### What you should do
Take the listing and print it in full, exactly as given.

Records from a point labeling set:
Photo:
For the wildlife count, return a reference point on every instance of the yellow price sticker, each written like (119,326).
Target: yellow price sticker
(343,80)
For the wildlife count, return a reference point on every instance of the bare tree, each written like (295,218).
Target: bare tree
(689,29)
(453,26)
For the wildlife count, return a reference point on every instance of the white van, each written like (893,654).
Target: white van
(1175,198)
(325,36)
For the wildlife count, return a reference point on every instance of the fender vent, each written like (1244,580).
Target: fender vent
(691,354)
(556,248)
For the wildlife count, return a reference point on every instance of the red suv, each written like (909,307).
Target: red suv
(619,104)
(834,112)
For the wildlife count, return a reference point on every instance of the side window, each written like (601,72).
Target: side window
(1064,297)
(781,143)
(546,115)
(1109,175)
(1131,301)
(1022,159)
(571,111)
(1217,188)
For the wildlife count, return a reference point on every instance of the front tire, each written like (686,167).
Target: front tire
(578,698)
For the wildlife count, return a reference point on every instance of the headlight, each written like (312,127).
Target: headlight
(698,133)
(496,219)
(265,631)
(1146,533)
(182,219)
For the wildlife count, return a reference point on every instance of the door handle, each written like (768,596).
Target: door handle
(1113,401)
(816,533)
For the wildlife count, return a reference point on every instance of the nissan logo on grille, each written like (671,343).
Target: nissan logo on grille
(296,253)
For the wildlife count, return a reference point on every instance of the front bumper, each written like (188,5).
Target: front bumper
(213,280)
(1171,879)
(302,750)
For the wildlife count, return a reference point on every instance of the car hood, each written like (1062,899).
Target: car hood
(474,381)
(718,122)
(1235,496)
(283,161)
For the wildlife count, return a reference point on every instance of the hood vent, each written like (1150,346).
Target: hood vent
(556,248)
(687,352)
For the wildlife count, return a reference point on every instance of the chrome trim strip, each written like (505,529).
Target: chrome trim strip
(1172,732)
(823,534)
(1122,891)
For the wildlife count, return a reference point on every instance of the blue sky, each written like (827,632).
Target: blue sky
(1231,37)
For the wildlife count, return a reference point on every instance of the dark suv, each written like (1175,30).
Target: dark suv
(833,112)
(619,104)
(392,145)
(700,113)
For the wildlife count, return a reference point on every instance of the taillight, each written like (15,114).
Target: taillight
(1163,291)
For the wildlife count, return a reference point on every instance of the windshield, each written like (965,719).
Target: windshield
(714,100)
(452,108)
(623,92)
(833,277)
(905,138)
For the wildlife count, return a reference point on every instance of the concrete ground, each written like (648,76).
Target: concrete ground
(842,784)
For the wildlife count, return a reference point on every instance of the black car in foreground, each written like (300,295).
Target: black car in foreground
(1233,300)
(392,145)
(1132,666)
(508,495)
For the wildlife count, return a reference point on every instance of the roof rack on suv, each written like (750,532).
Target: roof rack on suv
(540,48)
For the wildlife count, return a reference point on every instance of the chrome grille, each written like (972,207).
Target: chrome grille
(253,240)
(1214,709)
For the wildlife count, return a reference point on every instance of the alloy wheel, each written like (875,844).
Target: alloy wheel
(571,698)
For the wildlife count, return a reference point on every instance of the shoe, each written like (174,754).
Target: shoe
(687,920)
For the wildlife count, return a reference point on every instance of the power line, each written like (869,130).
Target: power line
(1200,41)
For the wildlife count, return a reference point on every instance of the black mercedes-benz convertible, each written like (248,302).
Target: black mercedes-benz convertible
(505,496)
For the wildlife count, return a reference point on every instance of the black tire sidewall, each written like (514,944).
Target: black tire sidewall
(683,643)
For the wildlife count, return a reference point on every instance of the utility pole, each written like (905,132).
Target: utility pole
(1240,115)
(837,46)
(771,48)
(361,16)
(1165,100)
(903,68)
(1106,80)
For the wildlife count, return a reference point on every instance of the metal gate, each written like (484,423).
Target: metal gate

### Result of this exercise
Photo:
For the wildlife count, return a reference point on every instance of the yellow price sticker, each written like (119,326).
Target: yellow price sticker
(343,80)
For the wildlife count, return a reference point on every instance of the bare tree, each written like (295,218).
Target: bare tree
(689,29)
(453,26)
For the wildlife count, return a reference point on every instance of the white van, each written like (893,654).
Target: white van
(1175,198)
(325,36)
For the wildlife count, return a reference point on every instance of the fender vent, each written like (1244,580).
Target: fender vent
(691,354)
(556,248)
For the wildlife count, return a reference point on every instance of the red suv, each written like (909,307).
Target: red suv
(619,104)
(834,112)
For the wildlife count, return a reference point on every instance of the side window, each written like (601,72).
Target: side window
(1064,297)
(781,143)
(546,115)
(1109,175)
(1131,301)
(1022,159)
(571,111)
(1217,188)
For the wildlife count, return a reference point on every instance of the front tire, each written like (686,167).
Target: front tire
(578,698)
For the wildlife count, return a reference point on every instance of the headlight, each written like (312,127).
Target: headlight
(698,133)
(496,219)
(265,631)
(1146,533)
(182,219)
For the wildlife count, return a reference point on every instance of the door handle, each written like (768,596).
Target: door handle
(1113,401)
(816,533)
For the wildlife count, return a reference point on every instance of the nissan logo on grille, each written like (671,343).
Target: nissan logo on grille
(296,253)
For the wildlife count, return a reference point on every instance of the front bumper, each written like (188,5).
Target: front bumper
(213,280)
(1171,879)
(302,750)
For the wildlife count, return a reference point on every instance of the car hood, each written like (1062,899).
Target: car hood
(474,381)
(718,122)
(1235,496)
(283,161)
For the wildlife count, return a reference point on every instance of the hood vent, each written like (1150,346).
Target: hood vent
(556,248)
(687,352)
For the wildlife count, return a reference point on every instance of the chrome trim strip, each written like (505,529).
Target: chrome trim strip
(1172,732)
(823,534)
(1122,891)
For the wildlife count, return a reference point on every instance of the blue sky, each written like (827,632).
Target: blue sky
(1231,37)
For the wildlife count, return a reference point on every instance of the dark suv, each written like (1175,30).
Target: dark suv
(833,112)
(619,104)
(392,145)
(700,113)
For the wildlife count, return a reference point on every instance of the taillight, each written like (15,114).
Target: taillight
(1163,291)
For the wildlife count, return a reference point on every instance of the windshield, each written like (965,719).
Target: windshield
(714,100)
(452,108)
(623,92)
(833,277)
(905,138)
For the wildlife count, return a reference point on every instance of the concrete ground, each written like (648,76).
Target: concrete ground
(842,784)
For the wildlife count, return a reference point on every instance of the black car in foreground, each written like (300,295).
Target: black car in foreground
(1233,300)
(392,145)
(1132,666)
(508,495)
For the wildlife count, return a reference point on every instance of the roof rack on suv, each written like (750,532).
Target: roof rack on suv
(540,48)
For the wildlife count, return a reference point on every instance of the chrome grille, each written like (972,207).
Target: chrome grille
(253,240)
(1214,709)
For the wildlife count, return a reference point on every instance of the alloy wheel, each written like (875,844).
Target: alloy wheel
(571,698)
For the wildlife count, return a reference point on every instance of the shoe, each written like (174,754).
Target: shoe
(687,920)
For the wildlife count, return a reference point on every instance of the power line, each written like (869,130).
Target: power line
(1200,41)
For the wildlife count, return a reference point on every instance of the black mercedes-benz convertible, each written like (248,302).
Target: black mercedes-benz convertible
(505,496)
For the wildlife count, return a reference point on every instance of the black tire sidewall, each written like (514,944).
Target: black tire sidewall
(683,643)
For the wildlife count, return a reference point on every instance of the utility pole, each written like (905,132).
Target: utility pole
(1240,115)
(837,46)
(771,48)
(361,16)
(1165,100)
(903,68)
(1106,80)
For the wildlife count, return a reference point on every instance of the metal gate, each written like (484,423).
Target: metal gate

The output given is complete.